== Text section ==
S.M. Park’s continuing column Risen Apes about being a 70-year-old boomer. In this column “The Last Laugh,” Park provides insights on how to grow old well.
One of the things I tell young people is to eat bacon, drink heavily, do psychedelics and smoke. Then at forty shit-can the cigarettes and switch to pot. This is not what they’re used to hearing, of course, so at first they think I’m kidding. But if the objective is a ripe old age (much less having a good time en route) then dissipation is the secret sauce.
Because I know dozens of old reprobates like myself, boomers who’ve devoted their adult lives to booze, drugs, indolence and hamburgers … and virtually all of them are still alive. A couple are hanging on by their fingernails, of course, but in general they’re doing remarkably well. Even as the clean livers I’ve known, who eschewed opiates for marathons and red meat for vegetables, are dead and gone. I got a call about the last of them yesterday, a woman who’d been a friend since junior high. Head cheerleader, Phi Beta Kappa, nurse, do-gooder, wife and mother who never drank or smoked and Bam! they find her face down in her soup bowl. (Likely a kale and ginger broth with a smattering of seaweed.)

Point annotation dataset records
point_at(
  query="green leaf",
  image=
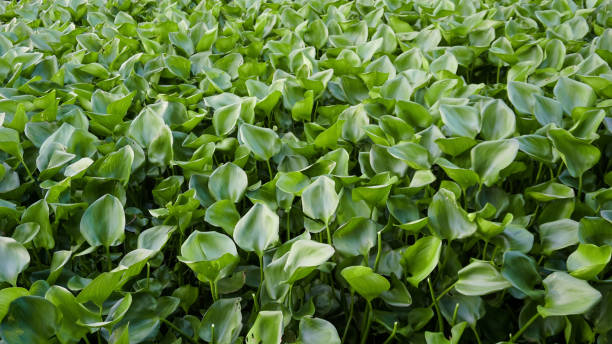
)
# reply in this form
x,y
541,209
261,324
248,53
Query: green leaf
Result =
x,y
549,191
316,330
257,230
521,270
523,96
414,155
228,181
448,220
355,237
30,319
15,260
498,121
222,322
577,155
588,260
320,200
263,142
567,295
10,143
103,222
210,255
491,157
365,282
225,118
421,258
461,120
558,234
572,94
480,278
7,295
267,329
71,328
223,214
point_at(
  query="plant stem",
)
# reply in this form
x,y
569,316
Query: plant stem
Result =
x,y
379,250
367,322
148,273
179,331
260,269
455,314
476,334
348,322
255,303
328,233
392,335
269,169
539,172
435,302
27,169
444,292
288,213
525,327
108,259
213,290
484,251
498,70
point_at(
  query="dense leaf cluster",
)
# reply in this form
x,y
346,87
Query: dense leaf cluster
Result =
x,y
266,171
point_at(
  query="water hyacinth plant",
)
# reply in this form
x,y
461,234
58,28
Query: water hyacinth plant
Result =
x,y
296,171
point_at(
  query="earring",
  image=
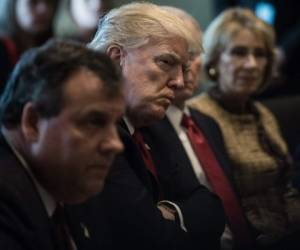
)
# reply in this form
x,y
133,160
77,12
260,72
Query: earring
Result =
x,y
212,72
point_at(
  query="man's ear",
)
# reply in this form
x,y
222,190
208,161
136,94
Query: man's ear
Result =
x,y
117,54
29,122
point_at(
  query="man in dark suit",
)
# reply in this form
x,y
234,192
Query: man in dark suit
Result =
x,y
150,45
173,149
58,139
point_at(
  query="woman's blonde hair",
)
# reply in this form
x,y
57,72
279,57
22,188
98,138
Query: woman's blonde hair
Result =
x,y
225,27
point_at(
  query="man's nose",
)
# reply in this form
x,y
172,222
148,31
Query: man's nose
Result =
x,y
113,142
178,77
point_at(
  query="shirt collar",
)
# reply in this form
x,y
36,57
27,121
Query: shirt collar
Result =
x,y
47,199
175,114
129,125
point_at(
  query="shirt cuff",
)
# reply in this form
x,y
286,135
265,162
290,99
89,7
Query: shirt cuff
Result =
x,y
178,211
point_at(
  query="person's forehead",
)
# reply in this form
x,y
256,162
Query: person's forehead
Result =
x,y
173,45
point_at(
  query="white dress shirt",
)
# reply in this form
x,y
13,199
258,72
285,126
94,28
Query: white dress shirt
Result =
x,y
174,115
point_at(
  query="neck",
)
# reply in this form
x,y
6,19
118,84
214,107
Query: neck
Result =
x,y
233,103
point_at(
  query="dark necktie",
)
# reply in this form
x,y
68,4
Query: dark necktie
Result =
x,y
219,182
61,229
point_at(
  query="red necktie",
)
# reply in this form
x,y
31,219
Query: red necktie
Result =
x,y
219,183
138,138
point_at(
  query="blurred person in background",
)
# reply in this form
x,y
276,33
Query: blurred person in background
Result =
x,y
78,19
284,17
24,24
238,58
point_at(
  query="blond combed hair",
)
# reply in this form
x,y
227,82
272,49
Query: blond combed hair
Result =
x,y
224,27
133,24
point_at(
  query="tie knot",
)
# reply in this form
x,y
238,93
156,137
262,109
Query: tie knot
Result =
x,y
187,121
59,215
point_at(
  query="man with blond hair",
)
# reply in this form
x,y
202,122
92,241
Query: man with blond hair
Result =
x,y
151,48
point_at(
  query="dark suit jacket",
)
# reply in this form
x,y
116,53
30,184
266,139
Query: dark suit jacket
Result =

== Stated exercise A ==
In the column on growing old, do these statements agree with the text? (i) The columnist is seventy years old. (ii) Young people at first believe the columnist is joking. (iii) The friend who died had known the columnist since college.
== Stated exercise B ==
Update the column on growing old from "One of the things" through "the secret sauce.", putting "steak" in place of "bacon".
== Stated exercise C ==
Write what comes next in the column on growing old, picking up after its final sentence.

== Right answer A ==
(i) Yes: "about being a 70-year-old boomer"
(ii) Yes: "so at first they think I’m kidding"
(iii) No: "a friend since junior high"

== Right answer B ==
One of the things I tell young people is to eat steak, drink heavily, do psychedelics and smoke. Then at forty shit-can the cigarettes and switch to pot. This is not what they’re used to hearing, of course, so at first they think I’m kidding. But if the objective is a ripe old age (much less having a good time en route) then dissipation is the secret sauce.

== Right answer C ==
This “good die young” stuff surprised me at first. It began at fifty when my buddy Toby passed away. He spent his adult life hoping exercise would save him from his father’s fate—dying young of a heart attack—only to keel over himself at forty-eight. The memorial took place at his Marin County home. A hundred of us stood around the pool while his young, hot, bikini clad Swedish widow guided his ashes (inside a burning Viking ship) across the shallow end. We’d all gotten plenty high beforehand and looking around I realized I hadn’t seen that many addicts in one place since my mental ward days. I imagined they were thinking the same thing I was, i.e. I couldn’t believe I’d made it to forty, much less hung around long enough to bury Toby.
Surely his early death was an aberration, a one-off. Instead I watched the self-righteous drop like flies in the years ahead. Did I experience some smug satisfaction as a consequence, a bit of ne’er do well gloating? Absolutely, but Fate offing the wrong guys tempered my glee. Take my Bay Area buddies, for instance: they should all be dead from alcohol poisoning by now. Great booze rivers have coursed through their livers for half a century; toss in the opiates, sun, cigarettes and donuts—and it’s a miracle they’re still around.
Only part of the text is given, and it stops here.